======== Document section ========
13. The fifth preliminary objection raised by the learned counsel for the respondents was that in such matter the Court should not invoke its jurisdiction under Article 226 of the Constitution. This objection has also great force. It has been observed in the said D.B. Civil Writ Petition No. 732/90 M/s. Dalmia Industries v. Union of India, decided on January 3,1991 by Jaipur Bench of this Court as follows :
“Suffice it to say, that there is a consistent view of this Court that in such like matters it should be left to the Officer/authorities under the Act and hierarchy of the Tribunals to have their say and adjudicate the disputes fihally. We do not find any reason to take a different view in the matter.”
14. Learned counsel for the respondent also raised a few other preliminary objections. It is not necessary to refer and discuss them as they were either very technical or minor in nature.
15. As the aforesaid preliminary objections have been found to have great force, the above-quoted prayers No. (i) to No. (vii) made in the writ petition cannot be granted.
16. However, under the facts and circumstances of the case, prayer No. (viii) deserves consideration. It has been averred in para No. 8 of the rejoinder as follows : .
“8. That there are in total 4 to 5 White Cement manufacturers in whole of India. 3 of them are located near Gotan, Rajasthan. Out of these 3 the other two are being assessed under head 2502.20 and only the petitioner is left out. The physical and chemical properties of the white cement put the same under head 2502.20, irrespective of the fact that who is the manufacturer. On account of the petitioner being singled out, the petitioner is bound to face closure of the factory shortly. To avoid unemployment of hundreds of factory workers the benefit of the order of the Collector Excise, dated 19-9-1991 must also be given to the petitioner.”
In the reply to the rejoinder, it has not been denied by the respondents that out of the three manufacturers of white cement, two manufacturers (J.K. Cement Works & Indian Rayon & Industries) are being assessed under sub-head 2502.20 and the remaining one manufacturer, namely, the petitioner is being assessed under sub-head 2502.90.
========
Objective —
Answer these questions about the judgment excerpt:
1. Which Bench of the Court decided the writ petition of M/s. Dalmia Industries v. Union of India?
2. Which prayers in the writ petition does the Court say cannot be granted?
3. Under which sub-head is the petitioner being assessed?
Rely only on the judgment excerpt for your answers.
======== Dataset entries ========
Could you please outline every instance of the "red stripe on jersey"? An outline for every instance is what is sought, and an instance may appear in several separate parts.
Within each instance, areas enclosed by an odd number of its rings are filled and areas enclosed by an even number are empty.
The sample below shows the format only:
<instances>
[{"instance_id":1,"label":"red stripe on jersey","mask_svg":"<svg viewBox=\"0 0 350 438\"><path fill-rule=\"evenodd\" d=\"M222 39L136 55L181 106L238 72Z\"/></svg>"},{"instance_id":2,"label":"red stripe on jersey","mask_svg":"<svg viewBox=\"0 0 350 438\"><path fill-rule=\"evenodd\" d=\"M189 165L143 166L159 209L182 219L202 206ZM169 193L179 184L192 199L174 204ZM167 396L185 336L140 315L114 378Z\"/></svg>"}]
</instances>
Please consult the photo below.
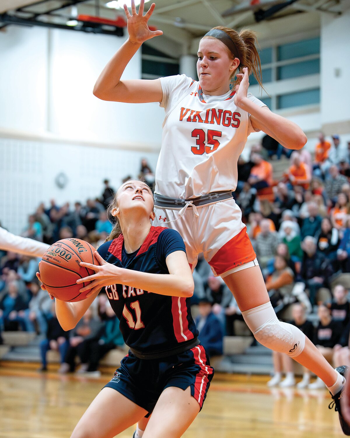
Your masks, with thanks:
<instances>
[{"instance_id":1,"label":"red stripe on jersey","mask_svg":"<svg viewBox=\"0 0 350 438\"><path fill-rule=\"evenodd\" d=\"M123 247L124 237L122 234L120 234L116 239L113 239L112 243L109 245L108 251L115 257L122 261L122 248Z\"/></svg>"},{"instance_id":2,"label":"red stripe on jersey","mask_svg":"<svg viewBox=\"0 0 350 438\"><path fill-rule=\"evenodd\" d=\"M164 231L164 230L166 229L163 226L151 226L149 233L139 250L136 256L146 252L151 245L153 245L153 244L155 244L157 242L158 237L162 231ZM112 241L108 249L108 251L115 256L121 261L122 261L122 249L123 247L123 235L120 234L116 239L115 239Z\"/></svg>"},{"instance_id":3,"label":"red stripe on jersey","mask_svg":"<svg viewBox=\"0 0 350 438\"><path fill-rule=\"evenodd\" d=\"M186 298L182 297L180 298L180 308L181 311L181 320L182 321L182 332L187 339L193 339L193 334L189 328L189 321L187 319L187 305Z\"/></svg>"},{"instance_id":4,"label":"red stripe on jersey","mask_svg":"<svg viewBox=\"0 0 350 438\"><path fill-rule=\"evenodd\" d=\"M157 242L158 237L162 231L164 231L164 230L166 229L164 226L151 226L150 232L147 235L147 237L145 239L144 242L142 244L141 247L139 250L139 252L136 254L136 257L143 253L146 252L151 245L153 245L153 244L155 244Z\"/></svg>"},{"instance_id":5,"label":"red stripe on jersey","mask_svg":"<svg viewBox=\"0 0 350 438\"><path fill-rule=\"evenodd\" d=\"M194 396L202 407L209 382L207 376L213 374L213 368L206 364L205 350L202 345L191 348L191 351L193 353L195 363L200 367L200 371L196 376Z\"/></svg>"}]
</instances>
========
Result —
1. The Jaipur Bench.
2. Prayers No. (i) to No. (vii).
3. Sub-head 2502.90.